### TEXT EXTRACT
■ ■ ■ ■ ■
“There’s always something…”
Despite its success, Netflix comedy series BEEF frankly still hasn’t had the amount of discussion and love it deserves. I am perfectly content recommending this show to the next person, and there are plenty of reasons to do so. From a stellar cast, to sharp comedic dialogue, to memorable title cards — and, at its heart, a great exploration of stunted emotional health among Asian American millennials. But in this article, I’d like to focus on how BEEF ends on strong, impactful images to close out its episodes.
The Aroma
The primary and recency effect points to people in general remembering the first and last things best in a given sequence. This phenomenon can also be used to guide people through an artistic work. The opening lines of a poem can ease readers in, and frame the entire work by letting readers know, for instance, what language or cadence to expect. Closing lines typically create impact through a reversal of or callback to a previous detail, or by introducing a new perspective right at the end.
In TV series, opening and closing images — visual fragments — contain promises. They tell us what highs we might expect throughout the show, and what kinds of messes we will find ourselves in, respectively. In the case of BEEF, those questions can look like: ‘How will Danny win?’, ’How will Amy win again?’, and, ‘What do we still have to do to win?’ The beauty in BEEF is that all of those questions are intrinsically linked.
The First Bite
The first thing we see in BEEF is Danny being inconvenienced by a cashier at a grocery store. But the real, I guess, meat of the opening scene comes in the parking lot, when Danny gets cut off by the driver of a white SUV, just as he’s about to exit his parking spot. As the driver flips him the bird and speeds off, Danny decides today is the perfect day to be petty, and chases them down. But despite his best efforts, all he could collect was a plate number as the driver escapes. Our first image is that of a defeated Danny, in the heat of a car chase. It’s stressful, relatable, and high stakes right off the bat. A strong scene, at its heart, has an emotional hook — in this case, experiencing Danny’s defeats one after another, after another, after another…
The episode closes with another chase scene. This time, it’s Amy, the SUV driver, chasing down Danny, who’s sprinting to his car laughing after urinating all over Amy’s bathroom. Danny speeds off, as Amy catches his plate number, all while Hoobastank’s “The Reason” plays in the background. It’s a cathartic, albeit small victory. The fleeting hand of justice coming for the driver of the white SUV, Amy be damned.
■ ■ ■ ■ ■
### EXTRACTED MATERIAL
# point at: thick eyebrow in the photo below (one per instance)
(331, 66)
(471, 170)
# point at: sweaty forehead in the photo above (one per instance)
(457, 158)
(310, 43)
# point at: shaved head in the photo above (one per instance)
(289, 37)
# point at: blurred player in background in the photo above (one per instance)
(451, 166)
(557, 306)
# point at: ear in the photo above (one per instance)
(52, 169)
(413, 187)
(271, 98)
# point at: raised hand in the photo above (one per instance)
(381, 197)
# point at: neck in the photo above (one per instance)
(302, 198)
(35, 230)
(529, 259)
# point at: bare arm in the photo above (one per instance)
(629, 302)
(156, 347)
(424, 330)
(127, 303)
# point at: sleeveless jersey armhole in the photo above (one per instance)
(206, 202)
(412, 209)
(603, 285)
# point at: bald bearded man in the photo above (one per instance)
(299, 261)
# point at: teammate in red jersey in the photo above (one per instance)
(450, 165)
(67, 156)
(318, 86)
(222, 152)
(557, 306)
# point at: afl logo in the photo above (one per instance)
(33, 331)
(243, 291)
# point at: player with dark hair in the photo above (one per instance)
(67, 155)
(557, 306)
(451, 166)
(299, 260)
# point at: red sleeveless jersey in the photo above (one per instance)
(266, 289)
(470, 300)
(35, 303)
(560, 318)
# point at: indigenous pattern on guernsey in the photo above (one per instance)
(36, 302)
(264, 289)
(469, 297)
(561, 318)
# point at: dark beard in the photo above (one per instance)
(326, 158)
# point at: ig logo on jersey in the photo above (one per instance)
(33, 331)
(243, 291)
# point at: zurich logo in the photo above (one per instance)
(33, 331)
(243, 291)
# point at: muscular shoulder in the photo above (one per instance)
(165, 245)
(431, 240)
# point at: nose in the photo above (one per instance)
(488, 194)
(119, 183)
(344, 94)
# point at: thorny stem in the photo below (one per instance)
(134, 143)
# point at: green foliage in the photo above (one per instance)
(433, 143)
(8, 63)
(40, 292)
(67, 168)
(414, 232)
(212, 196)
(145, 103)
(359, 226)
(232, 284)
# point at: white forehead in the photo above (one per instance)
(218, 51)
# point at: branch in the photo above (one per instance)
■ ■ ■ ■ ■
### WRITTEN TASK 1
Summarize the essay on BEEF in two sentences.
### WRITTEN TASK 2
Reproduce the passage of the essay on BEEF between "In TV series, opening" and "are intrinsically linked.", inclusive.

### OUTPUT 1
The essay argues that Netflix's BEEF deserves more discussion and focuses on how the show closes its episodes with strong images, drawing on the primary and recency effect, by which people best remember the first and last things in a sequence. It illustrates this with the first episode, which opens with Danny failing to catch the driver of a white SUV who cut him off and closes with that driver, Amy, chasing Danny as he speeds off after urinating all over her bathroom.

### OUTPUT 2
In TV series, opening and closing images — visual fragments — contain promises. They tell us what highs we might expect throughout the show, and what kinds of messes we will find ourselves in, respectively. In the case of BEEF, those questions can look like: ‘How will Danny win?’, ’How will Amy win again?’, and, ‘What do we still have to do to win?’ The beauty in BEEF is that all of those questions are intrinsically linked.